--- EXERCISE DESCRIPTION ---
Copy the lines below, substituting "gray cloud" for every occurrence of "white cloud" and keeping everything else the same.

── MATERIAL SUPPLIED ──

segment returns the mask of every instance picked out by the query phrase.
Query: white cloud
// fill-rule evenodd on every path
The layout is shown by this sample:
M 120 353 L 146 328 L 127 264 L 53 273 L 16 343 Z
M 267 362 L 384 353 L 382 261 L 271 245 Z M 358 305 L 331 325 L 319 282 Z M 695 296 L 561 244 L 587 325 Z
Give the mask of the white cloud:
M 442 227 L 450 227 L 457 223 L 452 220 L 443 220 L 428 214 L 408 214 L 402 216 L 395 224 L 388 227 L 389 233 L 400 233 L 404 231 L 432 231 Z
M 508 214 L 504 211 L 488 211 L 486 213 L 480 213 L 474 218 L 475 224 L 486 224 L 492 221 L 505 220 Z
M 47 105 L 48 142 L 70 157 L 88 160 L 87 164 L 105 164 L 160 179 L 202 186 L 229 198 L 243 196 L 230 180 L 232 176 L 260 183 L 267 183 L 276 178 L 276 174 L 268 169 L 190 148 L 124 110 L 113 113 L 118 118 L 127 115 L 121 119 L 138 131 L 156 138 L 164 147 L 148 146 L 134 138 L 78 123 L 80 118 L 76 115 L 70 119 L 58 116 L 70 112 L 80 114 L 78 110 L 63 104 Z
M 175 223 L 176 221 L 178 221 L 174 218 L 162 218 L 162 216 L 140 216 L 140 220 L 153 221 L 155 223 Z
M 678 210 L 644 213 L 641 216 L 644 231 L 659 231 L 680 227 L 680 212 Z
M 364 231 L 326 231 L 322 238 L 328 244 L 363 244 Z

───

--- FINISHED ANSWER ---
segment returns the mask of every instance picked out by the query phrase.
Query: gray cloud
// fill-rule evenodd on every path
The layout is shown by this sample:
M 120 353 L 146 328 L 127 264 L 53 273 L 16 343 Z
M 267 362 L 384 353 L 382 261 L 271 245 Z M 358 305 L 331 325 L 319 282 Z M 695 296 L 561 244 L 587 325 Z
Give the mask of the gray cloud:
M 442 227 L 450 227 L 457 223 L 452 220 L 443 220 L 428 214 L 408 214 L 402 216 L 395 224 L 388 227 L 389 233 L 400 233 L 404 231 L 432 231 Z
M 508 214 L 504 211 L 488 211 L 486 213 L 480 213 L 474 218 L 475 224 L 486 224 L 492 221 L 505 220 Z
M 47 105 L 48 142 L 70 157 L 88 160 L 87 164 L 105 164 L 160 179 L 202 186 L 229 198 L 243 196 L 230 180 L 232 176 L 260 183 L 267 183 L 276 178 L 276 174 L 268 169 L 190 148 L 124 110 L 113 113 L 118 118 L 127 115 L 121 119 L 138 131 L 156 138 L 164 147 L 148 146 L 134 138 L 78 123 L 80 118 L 76 115 L 70 119 L 58 116 L 70 112 L 80 114 L 78 110 L 63 104 Z
M 175 223 L 176 221 L 178 221 L 174 218 L 162 218 L 162 216 L 140 216 L 140 220 L 153 221 L 155 223 Z
M 678 210 L 644 213 L 641 216 L 644 231 L 659 231 L 680 227 L 680 212 Z
M 364 231 L 326 231 L 322 238 L 328 244 L 363 244 Z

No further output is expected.